----- Source passage
Croatia and Ottoman expansion in the region in 1500

In the spring of 1513, Petar Berislavić, bishop of Veszprém, replaced Emerik Perényi as Ban of Croatia. Emerik Perényi had stepped down from his position due to illness. Berislavić fully pledged to stop the Ottoman invasion and defend the Croatian border on the line from Srijem, through Bosnia and Jajce, to Veliki Prolog in Dalmatia. Internal conditions in Croatia were also not favorable, aggravated by the increasing Ottoman danger. Centralist reforms of King Matthias Corvinus were abolished, and the nobility reestablished their old privileges, gaining tax and war subsidy exemptions. As a result, state revenues and military funding were drastically reduced. Some nobles even had an agreement with the Ottomans, paying them tribute and allowing their armies free passage through their territories. Military deployment at Ban's disposal was much smaller following the defeat at the Battle of Krbava Field in 1493. To raise the necessary funds, Berislavić implemented extraordinary burdens, taxed the Archdiocese in Zagreb and local parishes, and sold some of his estates.

The new Ban of Croatia went to Rome to seek help for Croatia, where he received financial aid from Pope Leo X. On 13 June 1513, during the Fifth Council of the Lateran, bishop of Modruš Simon Kožičić Benja also presented the difficult position of Croatia which was under constant Ottoman attacks.

==Battle==

Ottoman forces, led by sanjak-bey Junuz-aga, entered the area between Una and Kupa rivers in early summer 1513 with 7,000 cavalrymen and attacked Blinja near Petrinja. When he heard about the incursion, Ban Petar Berislavić assembled an army with Count Nikola III Zrinski (father of Nikola IV Zrinski), Mihovil Frankopan of Slunj, and Franjo Berislavić, deputy ban of Jajce, aiming to prevent the Ottomans in further raids. The Croatian army went along the left bank of Sava up to Kraljeva Velika Fortress, then turned to Jasenovac where they crossed the Sava and went southwest, where Berislavić encamped near Dubica on 15 August. The Ottomans started building additional fortifications around their camp at Blinja when they learned of the Croatian army's presence in Dubica, but after hearing that the opposing army was much weaker in numbers, the Ottomans decided to attack first.
----------
----- Entries supplied
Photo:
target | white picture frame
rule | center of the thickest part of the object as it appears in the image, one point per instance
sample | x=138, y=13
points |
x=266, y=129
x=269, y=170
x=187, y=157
----------
Please write what comes next in the passage on Croatia's 1513 fight against the Ottoman raid, starting right after its final sentence.

The following day on 16 August, a battle started, as Ottomans charged on Croatian army. As both armies clashed, the most distinguished Turks got killed in the fight, so Croatians took the initiative and started pursuing Turks who either fled or drowned in rivers Sava and Una. The battle ended in a heavy defeat for the Ottoman army. Estimates of Ottoman casualties range from over 2,000 to 7,000 killed, drowned while fleeing, and imprisoned, together with a large number of freed Christian captives. Among them there were four army commanders killed and one captured.

==Aftermath==

News of the victory spread quickly. Berislavić was awarded a blessed sword from Pope Leo X on 25 December 1513, while King Vladislaus named him Count of Dubica and Prior of Vrana. The defeat did not stop Ottoman incursions. In the early part of 1514, they were again besieging Knin with 10,000 soldiers, but they failed to capture the city. Berislavić spent seven years in constant fighting with the Ottomans, faced with continuous money shortages and an insufficient number of troops until he was killed in an ambush during the battle of Plješevica on 20 May 1520.